SOURCE PASSAGE:

================

Brainstorming is great fun, it is creative, it is full of energy and at the end of the process you have got 10,000 ideas that you could do something with – but where do you start? Moving from brainstorming into concept development requires just the right strategy, but beware the wrong strategy or you’ll find yourself moving straight from idea brainstorming to idea assassination.
We’ve seen groups that transition from brainstorming into design by becoming very negative, you know, they look through the list of 10,000 ideas and one by one eliminate the ones that are too big, the ones that are too small, that are too this and too that, so that by the end of their examination they have one idea left – the one they are currently doing.
And then there are the groups that transition from brainstorming into design by remaining too positive, they look at their list of 10,000 ideas and one by one love them all, so that by the end of their examination they end up with the same list they started with and there’s just not enough time to design 10,000 ideas.

================

EXCERPTED RECORDS:
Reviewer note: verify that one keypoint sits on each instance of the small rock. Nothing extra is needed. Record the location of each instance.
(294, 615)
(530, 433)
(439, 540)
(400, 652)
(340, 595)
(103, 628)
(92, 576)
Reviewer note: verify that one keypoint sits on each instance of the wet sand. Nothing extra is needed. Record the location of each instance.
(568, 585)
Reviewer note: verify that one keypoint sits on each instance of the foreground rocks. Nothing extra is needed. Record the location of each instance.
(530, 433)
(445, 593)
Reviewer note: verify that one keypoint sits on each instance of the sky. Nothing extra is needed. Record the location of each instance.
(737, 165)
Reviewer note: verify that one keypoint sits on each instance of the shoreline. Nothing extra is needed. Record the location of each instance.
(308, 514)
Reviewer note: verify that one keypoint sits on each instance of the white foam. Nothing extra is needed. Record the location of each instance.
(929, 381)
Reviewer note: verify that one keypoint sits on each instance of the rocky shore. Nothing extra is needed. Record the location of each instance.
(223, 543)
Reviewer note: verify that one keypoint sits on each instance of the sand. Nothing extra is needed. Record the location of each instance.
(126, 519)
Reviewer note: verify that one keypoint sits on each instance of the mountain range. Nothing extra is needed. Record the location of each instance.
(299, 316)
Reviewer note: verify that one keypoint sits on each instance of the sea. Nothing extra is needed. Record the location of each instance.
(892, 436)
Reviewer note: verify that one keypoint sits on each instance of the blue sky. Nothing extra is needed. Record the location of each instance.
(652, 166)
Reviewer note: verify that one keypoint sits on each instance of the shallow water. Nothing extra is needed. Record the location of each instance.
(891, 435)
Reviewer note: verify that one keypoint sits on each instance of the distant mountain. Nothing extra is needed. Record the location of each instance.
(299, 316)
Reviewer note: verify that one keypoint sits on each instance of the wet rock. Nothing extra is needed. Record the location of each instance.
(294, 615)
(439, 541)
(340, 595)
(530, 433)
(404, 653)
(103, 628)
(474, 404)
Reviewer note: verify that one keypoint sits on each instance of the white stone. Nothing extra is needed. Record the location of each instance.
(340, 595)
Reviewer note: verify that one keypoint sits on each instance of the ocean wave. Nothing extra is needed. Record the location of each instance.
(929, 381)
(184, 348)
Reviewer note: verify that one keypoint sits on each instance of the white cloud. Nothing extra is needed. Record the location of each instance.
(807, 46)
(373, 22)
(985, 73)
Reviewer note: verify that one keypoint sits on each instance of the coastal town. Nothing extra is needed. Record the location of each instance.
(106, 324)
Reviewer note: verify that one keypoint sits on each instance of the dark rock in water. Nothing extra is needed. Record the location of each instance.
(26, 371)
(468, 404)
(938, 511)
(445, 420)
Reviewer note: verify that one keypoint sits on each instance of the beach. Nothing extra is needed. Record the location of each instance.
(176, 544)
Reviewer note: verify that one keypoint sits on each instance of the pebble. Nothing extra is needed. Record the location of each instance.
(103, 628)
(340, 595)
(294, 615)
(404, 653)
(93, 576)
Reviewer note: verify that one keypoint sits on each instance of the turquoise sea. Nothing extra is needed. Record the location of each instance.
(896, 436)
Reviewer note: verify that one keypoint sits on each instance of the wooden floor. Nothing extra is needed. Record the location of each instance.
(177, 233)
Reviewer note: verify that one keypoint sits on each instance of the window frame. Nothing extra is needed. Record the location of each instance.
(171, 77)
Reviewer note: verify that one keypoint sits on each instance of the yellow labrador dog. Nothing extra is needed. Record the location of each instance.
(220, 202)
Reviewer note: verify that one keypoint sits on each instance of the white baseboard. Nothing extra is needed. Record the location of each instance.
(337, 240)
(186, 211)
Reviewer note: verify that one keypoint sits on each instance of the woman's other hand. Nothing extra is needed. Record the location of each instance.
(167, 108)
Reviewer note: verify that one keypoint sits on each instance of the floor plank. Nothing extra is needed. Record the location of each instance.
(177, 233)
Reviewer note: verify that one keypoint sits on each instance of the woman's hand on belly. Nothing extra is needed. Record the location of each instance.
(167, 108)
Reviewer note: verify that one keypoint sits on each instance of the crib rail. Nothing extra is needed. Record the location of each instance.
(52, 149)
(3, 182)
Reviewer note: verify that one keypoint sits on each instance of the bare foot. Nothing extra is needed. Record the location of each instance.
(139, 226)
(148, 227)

================

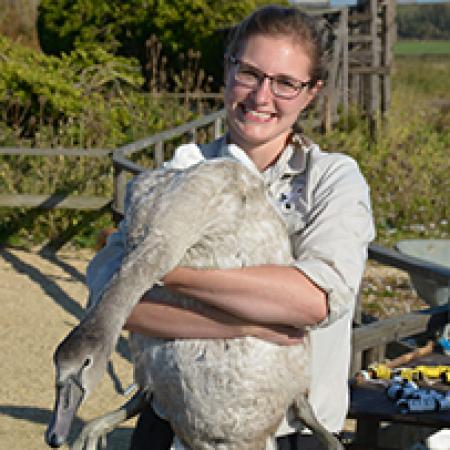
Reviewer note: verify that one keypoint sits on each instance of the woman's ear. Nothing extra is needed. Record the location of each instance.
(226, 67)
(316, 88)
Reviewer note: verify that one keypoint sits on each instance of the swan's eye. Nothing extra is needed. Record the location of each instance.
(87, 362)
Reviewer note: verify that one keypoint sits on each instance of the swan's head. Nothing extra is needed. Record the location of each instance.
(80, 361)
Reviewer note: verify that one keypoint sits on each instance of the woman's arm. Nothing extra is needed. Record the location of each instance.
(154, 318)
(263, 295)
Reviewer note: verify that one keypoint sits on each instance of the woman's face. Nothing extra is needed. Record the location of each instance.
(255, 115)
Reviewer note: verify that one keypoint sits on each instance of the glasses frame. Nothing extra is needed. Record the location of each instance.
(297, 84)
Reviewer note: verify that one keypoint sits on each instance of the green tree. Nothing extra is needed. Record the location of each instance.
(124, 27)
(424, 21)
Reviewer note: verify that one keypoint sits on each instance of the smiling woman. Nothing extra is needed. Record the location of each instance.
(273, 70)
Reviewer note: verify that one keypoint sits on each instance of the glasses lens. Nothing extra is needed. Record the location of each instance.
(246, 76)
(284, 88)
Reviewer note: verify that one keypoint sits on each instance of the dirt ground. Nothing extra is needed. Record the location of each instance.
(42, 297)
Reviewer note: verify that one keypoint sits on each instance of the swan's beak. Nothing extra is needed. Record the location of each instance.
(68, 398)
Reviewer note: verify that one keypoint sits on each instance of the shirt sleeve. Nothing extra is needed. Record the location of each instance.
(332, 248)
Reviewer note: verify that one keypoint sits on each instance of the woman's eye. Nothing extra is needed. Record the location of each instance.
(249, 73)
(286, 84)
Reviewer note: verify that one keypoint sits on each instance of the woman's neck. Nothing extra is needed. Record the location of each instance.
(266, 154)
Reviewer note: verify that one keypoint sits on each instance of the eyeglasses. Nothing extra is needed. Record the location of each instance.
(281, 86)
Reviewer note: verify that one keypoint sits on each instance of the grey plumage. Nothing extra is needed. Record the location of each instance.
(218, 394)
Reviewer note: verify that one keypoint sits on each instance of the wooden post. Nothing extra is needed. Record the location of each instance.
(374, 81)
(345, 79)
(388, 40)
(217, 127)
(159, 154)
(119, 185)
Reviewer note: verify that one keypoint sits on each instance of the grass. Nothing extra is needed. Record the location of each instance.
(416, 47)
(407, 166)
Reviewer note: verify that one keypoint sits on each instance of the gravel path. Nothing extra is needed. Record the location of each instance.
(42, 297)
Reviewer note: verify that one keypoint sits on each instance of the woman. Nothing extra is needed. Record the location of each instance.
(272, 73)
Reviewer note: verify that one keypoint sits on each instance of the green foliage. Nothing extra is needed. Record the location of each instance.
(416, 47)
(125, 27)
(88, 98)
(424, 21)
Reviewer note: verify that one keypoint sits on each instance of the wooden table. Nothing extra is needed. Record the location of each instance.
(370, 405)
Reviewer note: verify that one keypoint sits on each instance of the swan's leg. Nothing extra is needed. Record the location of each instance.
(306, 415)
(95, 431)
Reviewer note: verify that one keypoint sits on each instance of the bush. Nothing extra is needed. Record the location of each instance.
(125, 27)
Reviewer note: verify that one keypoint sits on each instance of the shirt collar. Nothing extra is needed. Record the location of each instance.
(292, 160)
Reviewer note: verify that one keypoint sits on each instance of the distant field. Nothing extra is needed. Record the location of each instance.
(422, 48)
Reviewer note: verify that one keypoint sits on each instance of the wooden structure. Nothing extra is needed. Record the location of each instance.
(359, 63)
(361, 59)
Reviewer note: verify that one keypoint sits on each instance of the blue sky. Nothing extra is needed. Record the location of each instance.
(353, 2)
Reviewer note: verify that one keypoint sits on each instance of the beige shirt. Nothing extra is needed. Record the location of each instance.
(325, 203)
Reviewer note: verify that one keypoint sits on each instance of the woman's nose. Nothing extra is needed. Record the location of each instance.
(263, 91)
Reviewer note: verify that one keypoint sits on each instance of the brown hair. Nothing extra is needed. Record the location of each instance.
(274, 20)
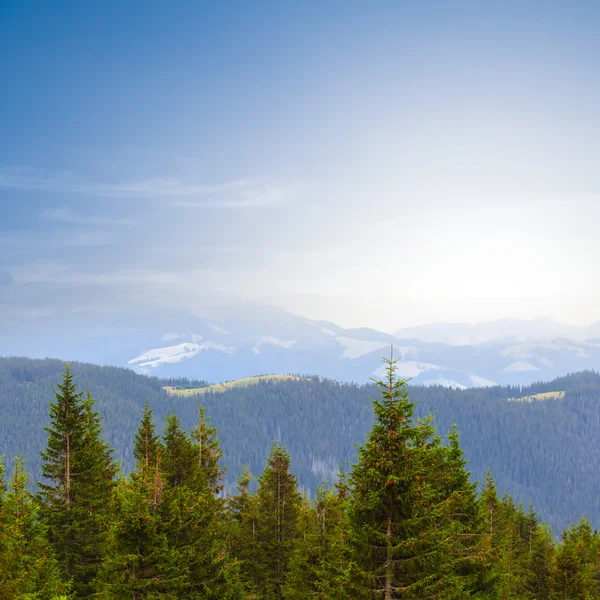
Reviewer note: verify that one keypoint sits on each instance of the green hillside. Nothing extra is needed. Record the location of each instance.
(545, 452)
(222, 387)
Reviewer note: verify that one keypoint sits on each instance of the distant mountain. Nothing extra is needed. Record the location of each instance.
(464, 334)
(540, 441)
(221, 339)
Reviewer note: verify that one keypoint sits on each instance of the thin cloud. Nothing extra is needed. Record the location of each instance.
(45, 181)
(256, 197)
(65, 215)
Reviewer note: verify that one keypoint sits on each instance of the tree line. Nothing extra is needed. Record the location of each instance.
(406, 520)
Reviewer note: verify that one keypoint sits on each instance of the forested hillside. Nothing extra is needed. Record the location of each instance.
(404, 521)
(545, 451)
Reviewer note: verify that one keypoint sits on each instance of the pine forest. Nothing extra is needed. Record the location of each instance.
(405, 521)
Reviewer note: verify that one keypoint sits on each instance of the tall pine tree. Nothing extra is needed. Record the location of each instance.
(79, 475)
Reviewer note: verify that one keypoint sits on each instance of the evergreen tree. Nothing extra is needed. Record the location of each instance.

================

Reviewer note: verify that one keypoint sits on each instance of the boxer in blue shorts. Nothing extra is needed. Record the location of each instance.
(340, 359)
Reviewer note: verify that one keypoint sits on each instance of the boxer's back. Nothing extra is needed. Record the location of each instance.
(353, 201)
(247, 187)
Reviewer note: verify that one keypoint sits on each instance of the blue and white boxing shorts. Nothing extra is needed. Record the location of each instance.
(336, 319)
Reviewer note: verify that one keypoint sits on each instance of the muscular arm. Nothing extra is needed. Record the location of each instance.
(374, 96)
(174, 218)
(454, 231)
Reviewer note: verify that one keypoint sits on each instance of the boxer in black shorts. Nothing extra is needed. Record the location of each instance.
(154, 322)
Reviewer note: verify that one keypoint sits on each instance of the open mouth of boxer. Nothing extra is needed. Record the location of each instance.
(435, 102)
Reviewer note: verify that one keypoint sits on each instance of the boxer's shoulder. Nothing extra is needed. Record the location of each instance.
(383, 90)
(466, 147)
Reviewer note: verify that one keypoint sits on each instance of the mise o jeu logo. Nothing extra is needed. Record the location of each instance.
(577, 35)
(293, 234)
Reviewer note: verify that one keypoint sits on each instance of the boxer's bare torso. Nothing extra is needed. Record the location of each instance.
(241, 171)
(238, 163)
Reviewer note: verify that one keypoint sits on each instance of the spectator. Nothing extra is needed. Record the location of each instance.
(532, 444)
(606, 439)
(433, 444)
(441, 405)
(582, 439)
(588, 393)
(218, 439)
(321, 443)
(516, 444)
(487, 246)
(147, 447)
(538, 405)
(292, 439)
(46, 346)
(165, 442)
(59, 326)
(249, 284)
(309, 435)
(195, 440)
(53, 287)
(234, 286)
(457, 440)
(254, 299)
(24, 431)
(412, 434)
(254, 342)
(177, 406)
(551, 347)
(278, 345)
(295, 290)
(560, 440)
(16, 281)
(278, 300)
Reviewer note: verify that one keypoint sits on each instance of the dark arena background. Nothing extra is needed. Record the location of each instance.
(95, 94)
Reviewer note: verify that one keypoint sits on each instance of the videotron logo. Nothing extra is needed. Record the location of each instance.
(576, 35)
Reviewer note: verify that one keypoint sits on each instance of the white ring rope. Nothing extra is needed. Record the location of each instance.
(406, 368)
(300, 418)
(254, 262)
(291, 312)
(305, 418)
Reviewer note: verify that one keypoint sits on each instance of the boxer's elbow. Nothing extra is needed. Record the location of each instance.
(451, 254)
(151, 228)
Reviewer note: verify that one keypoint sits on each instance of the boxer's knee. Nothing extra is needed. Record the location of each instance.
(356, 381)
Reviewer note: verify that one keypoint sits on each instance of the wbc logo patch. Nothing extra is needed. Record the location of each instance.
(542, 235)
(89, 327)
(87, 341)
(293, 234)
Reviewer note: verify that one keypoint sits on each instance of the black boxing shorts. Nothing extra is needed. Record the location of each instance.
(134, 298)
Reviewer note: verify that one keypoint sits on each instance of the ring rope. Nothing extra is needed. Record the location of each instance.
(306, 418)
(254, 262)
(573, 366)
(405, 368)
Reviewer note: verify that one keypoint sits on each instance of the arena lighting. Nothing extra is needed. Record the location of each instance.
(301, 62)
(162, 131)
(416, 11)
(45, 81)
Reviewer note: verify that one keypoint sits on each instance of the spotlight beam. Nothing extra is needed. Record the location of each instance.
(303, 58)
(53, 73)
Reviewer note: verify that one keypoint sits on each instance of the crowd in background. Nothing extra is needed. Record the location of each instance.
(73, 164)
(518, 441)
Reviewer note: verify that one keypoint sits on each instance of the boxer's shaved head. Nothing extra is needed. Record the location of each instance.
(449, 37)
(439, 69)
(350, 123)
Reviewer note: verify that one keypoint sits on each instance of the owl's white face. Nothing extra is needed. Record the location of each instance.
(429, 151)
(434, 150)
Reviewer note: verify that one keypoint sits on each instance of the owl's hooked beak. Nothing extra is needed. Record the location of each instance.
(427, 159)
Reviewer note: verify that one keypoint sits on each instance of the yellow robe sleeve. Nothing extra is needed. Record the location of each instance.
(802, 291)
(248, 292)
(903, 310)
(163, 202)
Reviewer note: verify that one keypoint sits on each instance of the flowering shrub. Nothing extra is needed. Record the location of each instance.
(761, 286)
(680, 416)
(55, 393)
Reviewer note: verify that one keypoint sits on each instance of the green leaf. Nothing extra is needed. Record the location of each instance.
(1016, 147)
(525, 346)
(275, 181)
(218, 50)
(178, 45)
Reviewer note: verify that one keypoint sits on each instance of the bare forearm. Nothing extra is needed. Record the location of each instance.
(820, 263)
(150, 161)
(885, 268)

================

WHAT TO WORK ON:
**a)** Answer these from the passage on moving from brainstorming into design:
(i) How many ideas does it say you have at the end of brainstorming?
(ii) Which single idea do the overly negative groups end up with?
(iii) What do the overly positive groups end up with?
**b)** Extend the passage on moving from brainstorming into design by picking up after its last sentence.

RESULTS BY TASK:
**a)**
(i) 10,000.
(ii) The one they are currently doing.
(iii) The same list they started with.

**b)**
We prefer the strategy where you apply a filter to move from brainstorm to design, you set a group of parameters that your ideas must meet (it must be….. it must be….. it must not be…..it must not be…..) and then you test your ideas against those parameters and identify the ones that with some good thinking would meet the parameters whilst challenging the current way of thinking. This strategy is the pragmatic one, you are not killing ideas or loving them, you are making them jump through a few hoops to find the potential winners.
Once you have filtered the ideas that could work, then you can get about really designing them.
What do you end up with? A select group of brainwaves that you can put into action, when the right time arrives.
Anita Graham
Hi Lisa
I attended the LGPRo Womens forum last Thursday 24 July 2014 and you spoke about IDEAS during you innovation presentation. Do you have further information on this you could email me
Cheers Anita
Lisa
Hi Anita,
I hope you found the day as interesting (and inspiring) as I did. Thanks for asking about the IDEA model, it is the cornerstone of so much that we at Minds at Work do. The IDEA model contextualises the cultural, structural and technical aspects of innovation – it describes the space required to allow big ideas to happen as well as the control mechanisms for effective implementation of those ideas. Want to know more? Drop us a line at info@mindsatwork.com.au and we can chat further.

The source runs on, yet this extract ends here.